== Supplied information

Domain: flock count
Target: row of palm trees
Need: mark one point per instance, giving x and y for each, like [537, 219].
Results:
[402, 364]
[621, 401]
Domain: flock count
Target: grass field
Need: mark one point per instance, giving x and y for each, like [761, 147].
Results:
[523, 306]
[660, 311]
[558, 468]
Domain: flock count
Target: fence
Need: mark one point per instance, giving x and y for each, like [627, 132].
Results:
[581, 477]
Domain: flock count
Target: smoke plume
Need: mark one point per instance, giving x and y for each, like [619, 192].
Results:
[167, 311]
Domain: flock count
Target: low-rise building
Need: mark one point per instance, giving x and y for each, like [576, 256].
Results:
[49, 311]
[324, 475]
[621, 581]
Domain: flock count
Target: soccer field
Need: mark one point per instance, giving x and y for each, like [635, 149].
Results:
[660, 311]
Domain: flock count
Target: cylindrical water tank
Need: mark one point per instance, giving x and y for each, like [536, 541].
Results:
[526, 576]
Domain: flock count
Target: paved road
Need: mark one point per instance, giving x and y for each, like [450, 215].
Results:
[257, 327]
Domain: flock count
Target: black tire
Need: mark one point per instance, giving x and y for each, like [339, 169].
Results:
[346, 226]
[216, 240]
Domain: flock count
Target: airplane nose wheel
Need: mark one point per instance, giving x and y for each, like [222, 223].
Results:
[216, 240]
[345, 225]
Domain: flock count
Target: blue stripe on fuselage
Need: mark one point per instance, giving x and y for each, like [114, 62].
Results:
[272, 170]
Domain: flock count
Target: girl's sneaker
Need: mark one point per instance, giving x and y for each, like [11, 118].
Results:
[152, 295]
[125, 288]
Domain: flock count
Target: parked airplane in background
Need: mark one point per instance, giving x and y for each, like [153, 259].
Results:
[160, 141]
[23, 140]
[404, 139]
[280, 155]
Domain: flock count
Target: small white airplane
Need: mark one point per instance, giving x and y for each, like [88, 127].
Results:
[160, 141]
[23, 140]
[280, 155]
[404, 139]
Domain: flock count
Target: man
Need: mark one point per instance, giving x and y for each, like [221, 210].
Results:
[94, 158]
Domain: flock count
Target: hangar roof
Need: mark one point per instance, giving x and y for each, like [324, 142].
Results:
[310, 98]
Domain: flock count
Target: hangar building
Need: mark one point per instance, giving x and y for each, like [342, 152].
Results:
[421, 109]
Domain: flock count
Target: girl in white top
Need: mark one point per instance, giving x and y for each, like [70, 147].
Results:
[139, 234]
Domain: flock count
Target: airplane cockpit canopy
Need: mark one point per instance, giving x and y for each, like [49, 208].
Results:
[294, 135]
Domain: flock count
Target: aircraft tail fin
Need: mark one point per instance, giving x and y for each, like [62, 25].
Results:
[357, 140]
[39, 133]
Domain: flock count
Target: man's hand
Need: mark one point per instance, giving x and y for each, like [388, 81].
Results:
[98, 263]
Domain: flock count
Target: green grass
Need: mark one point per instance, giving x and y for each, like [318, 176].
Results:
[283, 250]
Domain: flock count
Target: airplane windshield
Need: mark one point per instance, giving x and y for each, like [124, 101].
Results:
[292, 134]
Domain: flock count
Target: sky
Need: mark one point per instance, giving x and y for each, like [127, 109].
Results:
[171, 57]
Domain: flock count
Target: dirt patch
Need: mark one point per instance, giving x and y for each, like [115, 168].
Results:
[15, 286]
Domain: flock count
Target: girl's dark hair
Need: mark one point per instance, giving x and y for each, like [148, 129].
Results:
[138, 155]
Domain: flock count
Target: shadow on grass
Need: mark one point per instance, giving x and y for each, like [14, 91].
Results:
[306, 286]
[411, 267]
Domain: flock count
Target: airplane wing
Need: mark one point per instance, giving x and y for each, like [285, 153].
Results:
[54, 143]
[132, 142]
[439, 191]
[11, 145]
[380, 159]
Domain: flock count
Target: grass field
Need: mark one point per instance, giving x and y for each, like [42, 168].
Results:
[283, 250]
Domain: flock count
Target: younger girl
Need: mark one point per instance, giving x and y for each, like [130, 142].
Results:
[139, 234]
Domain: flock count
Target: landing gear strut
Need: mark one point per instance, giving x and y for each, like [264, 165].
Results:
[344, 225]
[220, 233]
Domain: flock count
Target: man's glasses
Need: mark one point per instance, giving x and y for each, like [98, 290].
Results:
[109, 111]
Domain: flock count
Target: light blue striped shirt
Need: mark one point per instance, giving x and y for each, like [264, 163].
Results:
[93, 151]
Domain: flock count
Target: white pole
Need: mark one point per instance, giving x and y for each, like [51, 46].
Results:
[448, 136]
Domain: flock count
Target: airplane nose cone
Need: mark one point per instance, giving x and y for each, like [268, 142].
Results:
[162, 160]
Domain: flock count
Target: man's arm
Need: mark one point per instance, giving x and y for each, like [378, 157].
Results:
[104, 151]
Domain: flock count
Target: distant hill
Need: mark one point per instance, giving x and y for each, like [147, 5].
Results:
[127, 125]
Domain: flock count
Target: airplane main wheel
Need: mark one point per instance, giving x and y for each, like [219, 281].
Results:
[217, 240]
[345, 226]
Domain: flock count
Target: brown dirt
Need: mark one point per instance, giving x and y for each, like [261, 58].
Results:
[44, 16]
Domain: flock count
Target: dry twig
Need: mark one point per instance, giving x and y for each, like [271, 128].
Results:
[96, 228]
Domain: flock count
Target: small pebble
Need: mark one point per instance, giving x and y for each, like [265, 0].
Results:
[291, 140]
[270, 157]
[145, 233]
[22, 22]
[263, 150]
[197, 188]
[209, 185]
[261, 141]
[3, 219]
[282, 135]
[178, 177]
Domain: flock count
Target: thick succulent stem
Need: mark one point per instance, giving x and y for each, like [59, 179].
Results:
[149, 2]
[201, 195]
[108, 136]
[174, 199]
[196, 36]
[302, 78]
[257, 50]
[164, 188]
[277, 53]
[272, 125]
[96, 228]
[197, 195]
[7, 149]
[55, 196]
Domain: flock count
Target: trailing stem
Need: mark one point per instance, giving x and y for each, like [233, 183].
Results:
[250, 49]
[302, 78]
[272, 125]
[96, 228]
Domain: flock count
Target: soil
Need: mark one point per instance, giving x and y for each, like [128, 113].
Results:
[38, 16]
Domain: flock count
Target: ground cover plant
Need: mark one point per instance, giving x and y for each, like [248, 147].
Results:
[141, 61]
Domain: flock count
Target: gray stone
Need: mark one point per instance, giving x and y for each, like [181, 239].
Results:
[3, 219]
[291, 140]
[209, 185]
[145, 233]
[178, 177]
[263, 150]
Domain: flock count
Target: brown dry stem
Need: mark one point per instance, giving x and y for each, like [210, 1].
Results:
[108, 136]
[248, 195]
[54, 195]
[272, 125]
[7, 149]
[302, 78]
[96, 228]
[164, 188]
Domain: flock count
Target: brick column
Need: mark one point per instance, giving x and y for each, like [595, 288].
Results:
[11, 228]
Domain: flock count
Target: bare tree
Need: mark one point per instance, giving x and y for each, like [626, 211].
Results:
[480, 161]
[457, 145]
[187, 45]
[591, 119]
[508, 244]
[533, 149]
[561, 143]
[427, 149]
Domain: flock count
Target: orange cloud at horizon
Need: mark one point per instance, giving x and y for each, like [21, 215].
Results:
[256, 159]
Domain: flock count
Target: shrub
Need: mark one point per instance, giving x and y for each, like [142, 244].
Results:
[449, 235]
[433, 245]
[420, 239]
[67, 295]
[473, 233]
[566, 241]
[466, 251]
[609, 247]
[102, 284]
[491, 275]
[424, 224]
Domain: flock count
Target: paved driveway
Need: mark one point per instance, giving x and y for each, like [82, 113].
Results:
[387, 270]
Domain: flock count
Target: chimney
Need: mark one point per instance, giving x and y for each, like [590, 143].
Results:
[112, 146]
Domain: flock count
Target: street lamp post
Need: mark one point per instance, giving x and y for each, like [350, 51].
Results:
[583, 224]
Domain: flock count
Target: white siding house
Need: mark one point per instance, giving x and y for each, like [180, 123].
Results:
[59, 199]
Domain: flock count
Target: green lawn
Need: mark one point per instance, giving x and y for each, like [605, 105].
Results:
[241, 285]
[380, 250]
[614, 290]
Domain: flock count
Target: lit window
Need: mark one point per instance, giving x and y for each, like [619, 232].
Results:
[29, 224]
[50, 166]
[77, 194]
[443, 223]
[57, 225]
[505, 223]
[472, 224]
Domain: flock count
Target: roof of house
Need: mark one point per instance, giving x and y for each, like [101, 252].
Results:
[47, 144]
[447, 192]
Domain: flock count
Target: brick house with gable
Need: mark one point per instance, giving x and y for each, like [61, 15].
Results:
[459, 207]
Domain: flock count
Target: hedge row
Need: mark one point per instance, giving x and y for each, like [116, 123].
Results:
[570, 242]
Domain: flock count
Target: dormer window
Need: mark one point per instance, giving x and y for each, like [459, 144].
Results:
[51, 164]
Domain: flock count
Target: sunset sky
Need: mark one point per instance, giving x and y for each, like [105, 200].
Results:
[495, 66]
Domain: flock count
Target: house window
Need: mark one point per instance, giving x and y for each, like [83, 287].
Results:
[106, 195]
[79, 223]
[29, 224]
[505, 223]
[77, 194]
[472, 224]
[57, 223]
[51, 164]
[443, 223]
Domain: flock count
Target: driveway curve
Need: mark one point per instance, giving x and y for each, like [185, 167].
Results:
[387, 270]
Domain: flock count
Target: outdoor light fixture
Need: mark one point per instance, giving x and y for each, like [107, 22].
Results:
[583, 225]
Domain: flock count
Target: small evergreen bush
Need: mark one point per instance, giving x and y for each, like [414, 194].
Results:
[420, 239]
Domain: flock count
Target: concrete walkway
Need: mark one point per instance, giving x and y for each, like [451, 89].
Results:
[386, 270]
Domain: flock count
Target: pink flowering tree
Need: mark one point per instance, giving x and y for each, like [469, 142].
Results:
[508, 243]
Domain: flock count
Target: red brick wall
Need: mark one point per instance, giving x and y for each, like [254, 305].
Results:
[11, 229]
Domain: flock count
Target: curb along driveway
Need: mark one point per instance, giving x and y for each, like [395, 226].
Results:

====

> Goal of the exercise
Your task is to set down again, exactly, every line from the beginning of the listing through the line with "Target: low-rise building".

> Answer space
Domain: flock count
Target: row of palm trees
Need: mark one point per instance, giving x and y for each, like [537, 219].
Results:
[402, 364]
[621, 401]
Domain: flock count
Target: grass field
Need: mark one point per instance, giving x and y for each, like [761, 147].
Results:
[523, 306]
[660, 311]
[558, 468]
Domain: flock count
Target: fence
Need: mark one point per instance, giving x and y for each, like [627, 132].
Results:
[581, 477]
Domain: flock count
Target: smoke plume
Need: mark one point per instance, giving x and y for each, like [619, 192].
Results:
[167, 311]
Domain: flock count
Target: low-rise building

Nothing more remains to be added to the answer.